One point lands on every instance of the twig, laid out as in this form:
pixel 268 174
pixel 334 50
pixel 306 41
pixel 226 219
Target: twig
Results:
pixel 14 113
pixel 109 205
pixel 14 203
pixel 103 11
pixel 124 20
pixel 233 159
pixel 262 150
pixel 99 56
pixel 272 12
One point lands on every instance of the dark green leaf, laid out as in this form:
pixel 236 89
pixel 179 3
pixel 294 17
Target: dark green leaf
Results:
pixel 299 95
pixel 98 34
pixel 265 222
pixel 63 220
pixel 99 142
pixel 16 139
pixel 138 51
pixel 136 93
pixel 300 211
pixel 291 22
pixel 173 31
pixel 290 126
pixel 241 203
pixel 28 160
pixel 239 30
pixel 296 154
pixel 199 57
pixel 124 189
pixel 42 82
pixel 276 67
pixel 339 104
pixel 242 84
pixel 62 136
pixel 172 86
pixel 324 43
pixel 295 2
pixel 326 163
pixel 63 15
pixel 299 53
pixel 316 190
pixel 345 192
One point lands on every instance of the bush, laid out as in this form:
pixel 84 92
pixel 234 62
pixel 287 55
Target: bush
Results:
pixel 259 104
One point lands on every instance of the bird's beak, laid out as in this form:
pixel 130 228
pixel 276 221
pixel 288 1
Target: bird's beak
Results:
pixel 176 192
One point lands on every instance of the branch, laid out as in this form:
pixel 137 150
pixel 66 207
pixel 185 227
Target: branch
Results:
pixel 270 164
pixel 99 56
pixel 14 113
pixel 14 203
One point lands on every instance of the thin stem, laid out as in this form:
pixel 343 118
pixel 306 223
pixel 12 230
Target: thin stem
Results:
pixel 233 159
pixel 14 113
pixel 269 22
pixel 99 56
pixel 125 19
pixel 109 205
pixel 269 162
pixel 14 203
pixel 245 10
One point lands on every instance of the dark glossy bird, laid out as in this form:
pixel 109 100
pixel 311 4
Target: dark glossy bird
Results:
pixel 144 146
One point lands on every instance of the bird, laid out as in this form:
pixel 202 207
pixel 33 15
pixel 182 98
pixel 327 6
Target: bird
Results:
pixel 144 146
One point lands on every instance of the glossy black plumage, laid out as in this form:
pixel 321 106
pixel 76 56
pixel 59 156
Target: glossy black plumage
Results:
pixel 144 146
───
* Given problem:
Please render the listing above, from its first line through the line holding "pixel 345 192", inclusive, as a Markdown table with the columns Row and Line, leaving out blank lines.

* Expected answer:
| Row | Line |
|---|---|
| 1 | One point lands on every instance of the twig, laid out as in this form: |
| 2 | pixel 268 174 |
| 3 | pixel 334 50 |
| 4 | pixel 306 41 |
| 5 | pixel 226 219 |
| 6 | Target: twig |
| 7 | Results: |
| 8 | pixel 14 113 |
| 9 | pixel 109 205 |
| 10 | pixel 14 203 |
| 11 | pixel 103 11 |
| 12 | pixel 124 20 |
| 13 | pixel 233 159 |
| 14 | pixel 262 150 |
| 15 | pixel 99 56 |
| 16 | pixel 272 12 |
| 17 | One point lands on every instance of the dark green leaf, laid out as in this form: |
| 18 | pixel 236 89 |
| 19 | pixel 179 3 |
| 20 | pixel 294 17 |
| 21 | Target: dark green leaf |
| 22 | Results: |
| 23 | pixel 299 95 |
| 24 | pixel 98 34 |
| 25 | pixel 265 222 |
| 26 | pixel 63 220 |
| 27 | pixel 99 142 |
| 28 | pixel 16 139 |
| 29 | pixel 138 51 |
| 30 | pixel 136 93 |
| 31 | pixel 300 211 |
| 32 | pixel 291 22 |
| 33 | pixel 173 31 |
| 34 | pixel 290 126 |
| 35 | pixel 241 203 |
| 36 | pixel 28 160 |
| 37 | pixel 239 30 |
| 38 | pixel 296 154 |
| 39 | pixel 199 57 |
| 40 | pixel 124 189 |
| 41 | pixel 42 82 |
| 42 | pixel 276 67 |
| 43 | pixel 339 104 |
| 44 | pixel 242 84 |
| 45 | pixel 62 136 |
| 46 | pixel 172 86 |
| 47 | pixel 324 43 |
| 48 | pixel 295 2 |
| 49 | pixel 326 163 |
| 50 | pixel 63 15 |
| 51 | pixel 299 53 |
| 52 | pixel 316 190 |
| 53 | pixel 345 192 |